• [Short task] Display every line of the records below that contains the string "small", matching case exactly.

• [Excerpts from a point-labeling dataset]
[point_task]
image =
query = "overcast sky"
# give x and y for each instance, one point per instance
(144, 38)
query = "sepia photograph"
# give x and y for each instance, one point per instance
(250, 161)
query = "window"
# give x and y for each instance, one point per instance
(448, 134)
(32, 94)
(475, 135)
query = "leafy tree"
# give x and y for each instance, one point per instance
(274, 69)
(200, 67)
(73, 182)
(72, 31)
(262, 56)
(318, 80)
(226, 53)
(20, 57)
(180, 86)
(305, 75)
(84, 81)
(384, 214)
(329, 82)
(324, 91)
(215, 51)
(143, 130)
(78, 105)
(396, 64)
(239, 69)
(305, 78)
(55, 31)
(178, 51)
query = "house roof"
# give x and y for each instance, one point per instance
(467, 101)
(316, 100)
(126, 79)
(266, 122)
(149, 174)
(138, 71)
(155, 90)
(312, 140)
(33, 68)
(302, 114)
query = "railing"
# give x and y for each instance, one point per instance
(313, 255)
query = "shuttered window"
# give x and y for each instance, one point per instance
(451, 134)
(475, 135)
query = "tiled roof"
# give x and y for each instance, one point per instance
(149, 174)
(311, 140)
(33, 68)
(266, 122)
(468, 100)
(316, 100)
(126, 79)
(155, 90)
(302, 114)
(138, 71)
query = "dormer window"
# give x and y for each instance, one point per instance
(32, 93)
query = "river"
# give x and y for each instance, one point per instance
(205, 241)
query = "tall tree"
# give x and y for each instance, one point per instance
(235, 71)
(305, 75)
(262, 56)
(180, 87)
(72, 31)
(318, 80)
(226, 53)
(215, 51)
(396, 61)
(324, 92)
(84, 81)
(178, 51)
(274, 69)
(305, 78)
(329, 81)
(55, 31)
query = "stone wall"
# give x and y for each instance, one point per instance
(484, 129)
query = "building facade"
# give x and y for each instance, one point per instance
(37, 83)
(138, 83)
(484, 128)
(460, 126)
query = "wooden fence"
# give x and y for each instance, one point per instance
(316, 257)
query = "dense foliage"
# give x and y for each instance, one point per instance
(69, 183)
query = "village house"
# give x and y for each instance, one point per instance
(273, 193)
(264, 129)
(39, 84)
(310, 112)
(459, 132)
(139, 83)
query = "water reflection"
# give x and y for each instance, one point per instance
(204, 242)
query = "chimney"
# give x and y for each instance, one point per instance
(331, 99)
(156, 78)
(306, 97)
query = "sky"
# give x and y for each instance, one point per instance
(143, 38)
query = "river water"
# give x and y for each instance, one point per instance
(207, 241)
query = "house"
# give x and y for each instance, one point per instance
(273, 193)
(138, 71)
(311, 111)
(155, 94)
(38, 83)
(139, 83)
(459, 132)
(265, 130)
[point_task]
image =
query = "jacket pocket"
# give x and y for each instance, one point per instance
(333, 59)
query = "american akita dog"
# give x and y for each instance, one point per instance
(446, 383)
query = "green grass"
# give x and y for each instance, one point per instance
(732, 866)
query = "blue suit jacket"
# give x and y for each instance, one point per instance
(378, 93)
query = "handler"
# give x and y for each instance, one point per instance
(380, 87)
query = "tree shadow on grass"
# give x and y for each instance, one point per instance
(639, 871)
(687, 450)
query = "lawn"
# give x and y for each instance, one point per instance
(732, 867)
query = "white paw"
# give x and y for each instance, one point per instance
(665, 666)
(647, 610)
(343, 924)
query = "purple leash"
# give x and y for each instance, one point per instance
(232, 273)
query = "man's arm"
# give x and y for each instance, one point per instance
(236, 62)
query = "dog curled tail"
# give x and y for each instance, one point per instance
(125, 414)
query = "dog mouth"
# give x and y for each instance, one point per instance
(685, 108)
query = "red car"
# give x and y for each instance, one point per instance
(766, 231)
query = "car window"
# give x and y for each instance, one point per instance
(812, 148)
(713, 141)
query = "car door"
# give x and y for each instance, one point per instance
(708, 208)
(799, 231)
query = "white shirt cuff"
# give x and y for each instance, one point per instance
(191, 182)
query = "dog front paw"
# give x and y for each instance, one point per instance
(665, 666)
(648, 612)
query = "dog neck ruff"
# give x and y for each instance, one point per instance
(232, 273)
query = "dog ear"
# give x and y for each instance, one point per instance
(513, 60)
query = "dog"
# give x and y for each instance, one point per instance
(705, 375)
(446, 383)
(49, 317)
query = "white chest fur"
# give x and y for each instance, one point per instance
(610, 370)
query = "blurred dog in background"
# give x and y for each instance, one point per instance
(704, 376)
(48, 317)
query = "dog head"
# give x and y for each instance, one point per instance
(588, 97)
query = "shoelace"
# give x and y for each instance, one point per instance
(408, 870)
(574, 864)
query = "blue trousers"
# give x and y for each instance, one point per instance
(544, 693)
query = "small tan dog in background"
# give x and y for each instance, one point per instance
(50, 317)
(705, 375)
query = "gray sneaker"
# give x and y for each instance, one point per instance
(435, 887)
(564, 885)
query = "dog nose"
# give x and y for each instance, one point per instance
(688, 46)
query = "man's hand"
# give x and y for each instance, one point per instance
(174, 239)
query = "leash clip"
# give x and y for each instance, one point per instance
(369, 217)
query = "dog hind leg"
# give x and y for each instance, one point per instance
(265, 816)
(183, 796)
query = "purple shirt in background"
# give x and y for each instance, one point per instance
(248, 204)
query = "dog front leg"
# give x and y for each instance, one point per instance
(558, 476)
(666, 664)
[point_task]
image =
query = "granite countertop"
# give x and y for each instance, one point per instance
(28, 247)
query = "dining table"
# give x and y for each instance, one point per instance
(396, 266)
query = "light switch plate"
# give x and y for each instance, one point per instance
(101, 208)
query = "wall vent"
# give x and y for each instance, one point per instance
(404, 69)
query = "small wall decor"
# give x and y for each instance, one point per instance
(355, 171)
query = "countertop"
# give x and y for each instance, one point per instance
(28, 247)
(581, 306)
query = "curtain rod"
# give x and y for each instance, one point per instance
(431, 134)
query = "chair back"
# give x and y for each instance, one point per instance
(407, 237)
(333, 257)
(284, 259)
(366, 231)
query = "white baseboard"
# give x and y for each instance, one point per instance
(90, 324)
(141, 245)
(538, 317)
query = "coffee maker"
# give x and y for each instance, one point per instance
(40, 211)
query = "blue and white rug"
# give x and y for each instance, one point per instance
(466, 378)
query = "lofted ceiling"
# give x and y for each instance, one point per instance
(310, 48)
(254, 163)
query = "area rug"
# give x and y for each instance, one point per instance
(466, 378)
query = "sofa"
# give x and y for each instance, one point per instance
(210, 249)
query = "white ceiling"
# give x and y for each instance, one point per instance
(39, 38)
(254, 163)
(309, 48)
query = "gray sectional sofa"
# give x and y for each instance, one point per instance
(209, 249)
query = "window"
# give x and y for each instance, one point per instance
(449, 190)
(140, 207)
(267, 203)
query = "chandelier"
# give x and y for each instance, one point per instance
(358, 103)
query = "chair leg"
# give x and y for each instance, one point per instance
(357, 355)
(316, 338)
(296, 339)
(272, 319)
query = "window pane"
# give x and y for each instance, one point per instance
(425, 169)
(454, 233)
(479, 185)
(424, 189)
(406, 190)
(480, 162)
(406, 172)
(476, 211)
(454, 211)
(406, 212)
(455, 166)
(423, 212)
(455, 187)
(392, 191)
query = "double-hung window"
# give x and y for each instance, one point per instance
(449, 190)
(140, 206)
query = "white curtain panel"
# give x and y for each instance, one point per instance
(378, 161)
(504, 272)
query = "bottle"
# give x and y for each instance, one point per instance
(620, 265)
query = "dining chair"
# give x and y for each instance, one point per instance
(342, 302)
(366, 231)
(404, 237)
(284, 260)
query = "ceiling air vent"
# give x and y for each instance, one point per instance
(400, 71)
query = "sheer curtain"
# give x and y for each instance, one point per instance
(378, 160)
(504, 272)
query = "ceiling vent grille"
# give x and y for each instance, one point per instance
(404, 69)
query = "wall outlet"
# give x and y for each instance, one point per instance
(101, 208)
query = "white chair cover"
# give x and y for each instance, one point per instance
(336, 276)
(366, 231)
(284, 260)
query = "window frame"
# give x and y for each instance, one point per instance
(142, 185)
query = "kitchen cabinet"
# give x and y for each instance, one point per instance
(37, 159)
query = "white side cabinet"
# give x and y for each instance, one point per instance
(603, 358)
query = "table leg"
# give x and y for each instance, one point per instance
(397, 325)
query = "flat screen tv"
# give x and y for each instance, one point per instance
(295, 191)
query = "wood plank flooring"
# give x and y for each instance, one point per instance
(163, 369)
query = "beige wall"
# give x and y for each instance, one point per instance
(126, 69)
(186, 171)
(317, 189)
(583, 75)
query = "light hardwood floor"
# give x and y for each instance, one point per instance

• [Solution to this task]
query = "small tan dog in background"
query = "small wall decor"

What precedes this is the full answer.